(Point labeling dataset excerpts)
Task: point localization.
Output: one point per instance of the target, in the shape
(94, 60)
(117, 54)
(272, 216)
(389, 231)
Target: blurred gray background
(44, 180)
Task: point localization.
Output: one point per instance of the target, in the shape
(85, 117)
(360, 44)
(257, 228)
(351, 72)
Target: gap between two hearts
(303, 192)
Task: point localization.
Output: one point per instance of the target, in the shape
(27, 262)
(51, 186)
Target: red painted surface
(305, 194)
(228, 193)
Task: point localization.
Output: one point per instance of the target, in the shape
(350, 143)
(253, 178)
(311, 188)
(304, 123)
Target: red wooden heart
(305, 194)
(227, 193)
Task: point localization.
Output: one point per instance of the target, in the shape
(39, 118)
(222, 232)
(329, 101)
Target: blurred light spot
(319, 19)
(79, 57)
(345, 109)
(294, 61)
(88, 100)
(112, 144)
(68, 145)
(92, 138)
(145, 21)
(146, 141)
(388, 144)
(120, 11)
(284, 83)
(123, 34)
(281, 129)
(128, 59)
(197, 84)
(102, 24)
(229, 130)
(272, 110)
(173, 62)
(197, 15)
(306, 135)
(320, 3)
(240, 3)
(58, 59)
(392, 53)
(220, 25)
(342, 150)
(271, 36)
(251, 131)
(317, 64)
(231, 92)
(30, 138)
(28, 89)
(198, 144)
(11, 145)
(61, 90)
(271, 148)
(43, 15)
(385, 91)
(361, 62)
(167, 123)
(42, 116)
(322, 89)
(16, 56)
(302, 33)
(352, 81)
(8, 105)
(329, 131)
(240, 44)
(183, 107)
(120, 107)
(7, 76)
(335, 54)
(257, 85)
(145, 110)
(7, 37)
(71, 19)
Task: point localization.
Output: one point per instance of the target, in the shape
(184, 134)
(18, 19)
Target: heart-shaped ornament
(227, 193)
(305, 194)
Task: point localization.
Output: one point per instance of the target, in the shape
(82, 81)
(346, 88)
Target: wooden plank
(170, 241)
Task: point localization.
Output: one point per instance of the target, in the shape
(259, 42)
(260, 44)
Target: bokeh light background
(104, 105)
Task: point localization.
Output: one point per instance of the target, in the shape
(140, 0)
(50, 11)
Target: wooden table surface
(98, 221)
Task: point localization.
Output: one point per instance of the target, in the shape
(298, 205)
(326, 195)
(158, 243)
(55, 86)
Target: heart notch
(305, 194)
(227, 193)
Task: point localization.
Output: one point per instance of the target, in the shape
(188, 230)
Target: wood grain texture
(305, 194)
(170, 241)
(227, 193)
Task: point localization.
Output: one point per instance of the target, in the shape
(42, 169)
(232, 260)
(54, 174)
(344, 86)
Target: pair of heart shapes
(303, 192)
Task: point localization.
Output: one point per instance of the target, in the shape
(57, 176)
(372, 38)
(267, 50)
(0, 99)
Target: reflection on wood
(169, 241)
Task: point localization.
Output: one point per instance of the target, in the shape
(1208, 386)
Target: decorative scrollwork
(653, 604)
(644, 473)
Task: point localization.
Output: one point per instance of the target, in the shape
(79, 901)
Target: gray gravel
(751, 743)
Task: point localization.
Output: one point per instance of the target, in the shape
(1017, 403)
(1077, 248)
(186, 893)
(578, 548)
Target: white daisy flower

• _Given instruction_
Send back every record, precisely as written.

• _Exercise solution_
Task: point localization.
Output: one point per instance of the target, in the shape
(94, 60)
(117, 54)
(272, 216)
(389, 231)
Target: blurred gray background
(44, 180)
Task: point localization.
Output: one point per instance of the target, in the shape
(85, 117)
(360, 44)
(257, 228)
(351, 72)
Target: gap between two hearts
(303, 192)
Task: point localization.
Output: one point per instance of the target, in the shape
(27, 262)
(51, 186)
Target: red painted surface
(305, 194)
(228, 193)
Task: point localization.
Output: one point per instance of the target, in the shape
(350, 143)
(253, 178)
(311, 188)
(304, 123)
Target: red wooden heart
(305, 194)
(227, 193)
Task: point localization.
Output: one point per instance of the target, in the shape
(39, 118)
(222, 232)
(329, 101)
Target: blurred light spot
(319, 19)
(79, 57)
(345, 109)
(294, 61)
(88, 100)
(112, 144)
(68, 145)
(92, 138)
(145, 21)
(146, 141)
(388, 144)
(120, 11)
(284, 83)
(123, 34)
(281, 129)
(128, 59)
(197, 84)
(102, 24)
(229, 130)
(272, 110)
(173, 62)
(197, 15)
(306, 135)
(320, 3)
(240, 3)
(58, 59)
(392, 53)
(220, 25)
(342, 150)
(271, 36)
(251, 131)
(317, 64)
(231, 92)
(30, 138)
(28, 89)
(198, 144)
(11, 145)
(61, 90)
(271, 148)
(43, 15)
(385, 91)
(361, 62)
(167, 123)
(42, 116)
(322, 89)
(16, 56)
(302, 33)
(352, 81)
(8, 105)
(329, 131)
(240, 44)
(183, 107)
(120, 107)
(7, 76)
(335, 54)
(257, 85)
(145, 110)
(7, 37)
(71, 19)
Task: point localization.
Output: one point per instance of the target, in the shape
(184, 134)
(18, 19)
Target: heart-shaped ornament
(227, 193)
(305, 194)
Task: point localization.
Output: one point per instance of the target, in the shape
(82, 81)
(346, 88)
Target: wooden plank
(170, 241)
Task: point localization.
Output: one point per instance of the target, in the shape
(259, 42)
(260, 44)
Target: bokeh light background
(104, 105)
Task: point localization.
Output: one point per instance of the target, in the shape
(140, 0)
(50, 11)
Target: wooden table surface
(98, 221)
Task: point localization.
Output: one point per instance of the target, in the shape
(298, 205)
(326, 195)
(158, 243)
(55, 86)
Target: heart notch
(305, 194)
(227, 193)
Task: point localization.
Output: one point per instance of the target, in the shape
(188, 230)
Target: wood grain texture
(305, 194)
(170, 241)
(227, 193)
Task: point localization.
Output: one point per instance of the target, in the shape
(42, 169)
(232, 260)
(54, 174)
(344, 86)
Target: pair of heart shapes
(303, 192)
Task: point localization.
Output: one point per instance of the target, in the shape
(57, 176)
(372, 38)
(267, 50)
(0, 99)
Target: reflection on wood
(169, 241)
Task: point localization.
Output: one point per instance of the target, in the shape
(1208, 386)
Target: decorative scrollwork
(653, 604)
(644, 473)
Task: point localization.
Output: one point per instance of the target, in the shape
(79, 901)
Target: gray gravel
(751, 743)
Task: point localization.
Output: one point per instance of the target, in the shape
(1017, 403)
(1077, 248)
(186, 893)
(578, 548)
Target: white daisy flower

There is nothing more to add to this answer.